Bounding-box records:
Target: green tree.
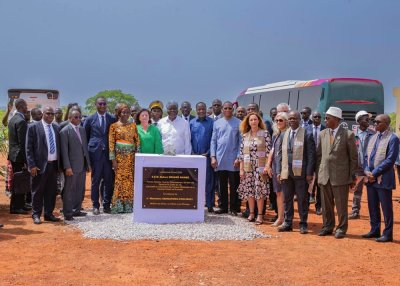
[85,89,138,114]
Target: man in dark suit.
[307,111,325,215]
[363,114,399,242]
[278,111,315,234]
[8,99,28,214]
[349,110,375,219]
[60,109,90,220]
[26,107,60,224]
[181,101,195,123]
[83,97,116,215]
[317,107,358,238]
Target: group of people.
[3,97,399,242]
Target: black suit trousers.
[32,161,57,217]
[10,161,25,211]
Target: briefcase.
[13,170,31,194]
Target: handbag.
[13,170,31,194]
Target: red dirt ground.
[0,155,400,285]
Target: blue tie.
[369,133,382,170]
[47,124,56,154]
[101,115,106,133]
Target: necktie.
[370,133,382,162]
[289,131,296,151]
[47,124,56,154]
[75,126,82,143]
[101,115,106,133]
[330,130,335,146]
[314,126,318,147]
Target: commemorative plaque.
[142,167,198,210]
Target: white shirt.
[42,119,57,161]
[157,116,192,155]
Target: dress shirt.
[210,116,242,171]
[189,117,214,155]
[313,124,322,147]
[42,119,57,161]
[157,116,192,155]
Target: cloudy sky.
[0,0,400,111]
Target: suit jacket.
[317,126,358,186]
[26,121,60,174]
[365,134,399,190]
[8,113,28,163]
[279,127,315,179]
[83,112,117,163]
[60,124,90,173]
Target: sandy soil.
[0,158,400,285]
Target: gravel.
[66,212,271,241]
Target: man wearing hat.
[317,107,358,238]
[349,110,375,219]
[149,100,164,126]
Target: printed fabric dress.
[109,122,140,213]
[238,130,271,200]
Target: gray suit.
[60,124,90,217]
[317,127,358,234]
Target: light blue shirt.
[210,116,241,171]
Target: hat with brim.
[356,110,372,122]
[325,106,342,119]
[149,100,164,110]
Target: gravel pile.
[66,213,271,241]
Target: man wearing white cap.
[349,110,375,219]
[317,107,358,238]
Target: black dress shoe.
[32,216,42,224]
[361,231,381,238]
[349,212,360,219]
[318,229,333,236]
[335,232,346,239]
[10,209,28,214]
[375,235,393,242]
[278,225,293,232]
[300,227,308,234]
[73,211,87,216]
[44,215,61,222]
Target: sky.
[0,0,400,112]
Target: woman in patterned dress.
[238,112,271,225]
[109,104,140,213]
[267,112,288,227]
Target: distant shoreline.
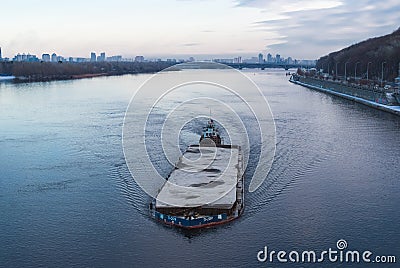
[0,62,176,83]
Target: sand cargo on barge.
[150,119,244,229]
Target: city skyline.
[0,47,316,65]
[0,0,400,60]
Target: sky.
[0,0,400,59]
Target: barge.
[150,119,244,229]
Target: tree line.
[0,61,173,81]
[316,28,400,81]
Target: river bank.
[289,76,400,115]
[0,62,175,83]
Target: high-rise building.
[51,53,57,62]
[267,53,273,62]
[100,52,106,61]
[258,53,264,63]
[42,54,50,62]
[135,56,144,62]
[90,52,96,62]
[275,54,281,63]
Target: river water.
[0,70,400,267]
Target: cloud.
[182,43,200,47]
[236,0,400,58]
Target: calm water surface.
[0,70,400,267]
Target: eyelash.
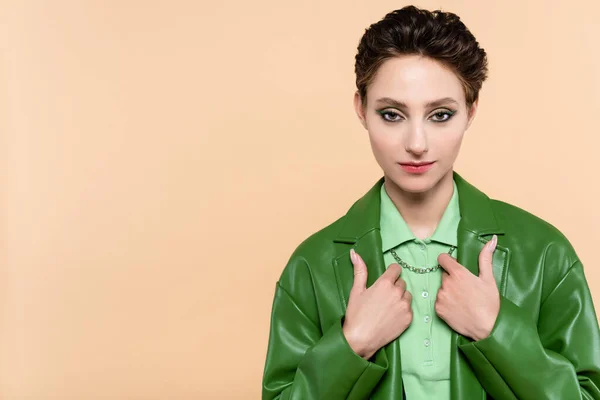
[377,110,456,124]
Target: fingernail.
[490,235,498,251]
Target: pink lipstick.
[399,161,435,174]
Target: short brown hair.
[354,6,488,107]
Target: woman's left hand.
[435,235,500,340]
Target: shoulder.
[491,199,579,275]
[280,215,346,281]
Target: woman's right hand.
[343,249,413,360]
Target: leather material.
[262,172,600,400]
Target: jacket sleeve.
[459,260,600,400]
[262,258,387,400]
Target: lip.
[398,161,435,174]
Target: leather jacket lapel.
[332,172,509,400]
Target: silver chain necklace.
[390,246,456,274]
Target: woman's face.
[354,55,477,194]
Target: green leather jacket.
[262,172,600,400]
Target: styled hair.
[354,5,488,107]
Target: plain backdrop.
[0,0,600,400]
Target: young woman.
[262,6,600,400]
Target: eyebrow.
[376,97,458,108]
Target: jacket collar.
[334,171,504,244]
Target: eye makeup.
[375,108,457,123]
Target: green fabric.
[380,182,460,400]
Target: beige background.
[0,0,600,400]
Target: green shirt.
[380,183,460,400]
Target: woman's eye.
[432,111,454,122]
[378,111,402,122]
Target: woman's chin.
[392,174,435,194]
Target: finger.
[350,249,368,294]
[379,263,402,283]
[479,235,498,282]
[438,253,464,275]
[394,278,406,291]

What is asked>
Images should not appear in the copy; retype the listing above exactly.

Task result>
Target: green tree.
[85,89,138,114]
Target: man in dark suit.
[307,111,325,215]
[363,114,399,242]
[278,111,315,234]
[8,99,28,214]
[349,110,375,219]
[60,109,90,220]
[26,107,60,224]
[181,101,195,123]
[83,97,116,215]
[317,107,358,238]
Target: group of people.
[3,97,399,242]
Target: black suit trousers.
[32,161,57,217]
[10,161,25,211]
Target: briefcase.
[13,170,31,194]
Target: handbag.
[13,170,31,194]
Target: red dirt ground.
[0,155,400,285]
Target: blue tie.
[369,133,382,170]
[47,124,56,154]
[101,115,106,133]
Target: necktie.
[370,133,382,162]
[289,131,296,151]
[47,124,56,154]
[75,126,82,143]
[101,115,106,133]
[330,130,335,146]
[314,126,318,147]
Target: commemorative plaque.
[142,167,198,210]
Target: white shirt.
[42,119,57,161]
[157,116,192,155]
Target: dress shirt.
[210,116,242,171]
[189,117,214,155]
[313,124,322,147]
[42,119,57,161]
[157,116,192,155]
Target: cloudy sky.
[0,0,400,111]
Target: suit jacket.
[317,126,358,186]
[26,121,60,174]
[365,134,399,190]
[8,113,28,163]
[279,127,315,179]
[83,112,117,163]
[60,124,90,173]
Target: sandy soil.
[0,158,400,285]
Target: gravel.
[66,212,271,241]
Target: man wearing hat.
[317,107,358,238]
[349,110,375,219]
[149,100,164,126]
Target: printed fabric dress.
[109,122,140,213]
[238,130,271,200]
Target: gray suit.
[60,124,90,217]
[317,127,358,234]
Target: light blue shirt.
[210,116,241,171]
Target: hat with brim.
[356,110,372,122]
[325,106,342,119]
[149,100,164,110]
Target: gravel pile.
[66,213,271,241]
Target: man wearing white cap.
[349,110,375,219]
[317,107,358,238]
Target: black dress shoe.
[32,216,42,224]
[361,231,381,238]
[349,212,360,219]
[318,229,333,236]
[335,232,346,239]
[10,209,28,214]
[375,235,393,242]
[278,225,293,232]
[300,227,308,234]
[73,211,87,216]
[44,215,61,222]
Target: sky.
[0,0,400,112]
Target: woman in patterned dress.
[238,112,271,225]
[109,104,140,213]
[267,112,288,227]
Target: distant shoreline.
[0,62,176,83]
Target: sand cargo on barge.
[150,119,244,229]
Target: city skyline.
[0,47,316,65]
[0,0,400,60]
Target: sky.
[0,0,400,59]
Target: barge.
[150,119,244,229]
Target: tree line.
[0,61,173,81]
[316,28,400,81]
Target: river bank.
[289,76,400,115]
[0,62,175,83]
Target: high-rise building.
[51,53,57,62]
[267,53,273,62]
[100,52,106,61]
[258,53,264,63]
[42,54,50,62]
[135,56,144,62]
[90,52,96,62]
[275,54,281,63]
Target: river water.
[0,70,400,267]
Target: cloud.
[182,43,200,47]
[236,0,400,58]
Target: calm water surface.
[0,70,400,267]
Target: eyelash.
[377,110,456,124]
Target: fingernail.
[490,235,498,251]
Target: pink lipstick.
[399,161,435,174]
Target: short brown hair.
[354,6,488,107]
Target: woman's left hand.
[435,235,500,340]
Target: shoulder.
[491,199,579,275]
[280,215,346,281]
Target: woman's right hand.
[343,249,413,360]
Target: leather material.
[262,172,600,400]
Target: jacket sleeve.
[459,260,600,400]
[262,258,387,400]
Target: lip.
[398,161,435,174]
Target: leather jacket lapel.
[332,172,509,400]
Target: silver chain necklace.
[390,246,456,274]
Target: woman's face.
[354,55,477,194]
Target: green leather jacket.
[262,172,600,400]
Target: styled hair.
[354,5,488,107]
Target: plain backdrop.
[0,0,600,400]
Target: young woman.
[262,6,600,400]
Target: eyebrow.
[376,97,458,108]
Target: jacket collar.
[334,171,504,244]
Target: eye makeup.
[375,108,457,123]
Target: green fabric.
[380,182,460,400]
Target: beige background.
[0,0,600,400]
Target: green shirt.
[380,183,460,400]
Target: woman's eye.
[432,111,454,122]
[378,111,402,122]
Target: woman's chin.
[392,174,435,194]
Target: finger.
[350,249,368,294]
[379,263,402,283]
[479,235,498,282]
[438,253,464,275]
[394,278,406,291]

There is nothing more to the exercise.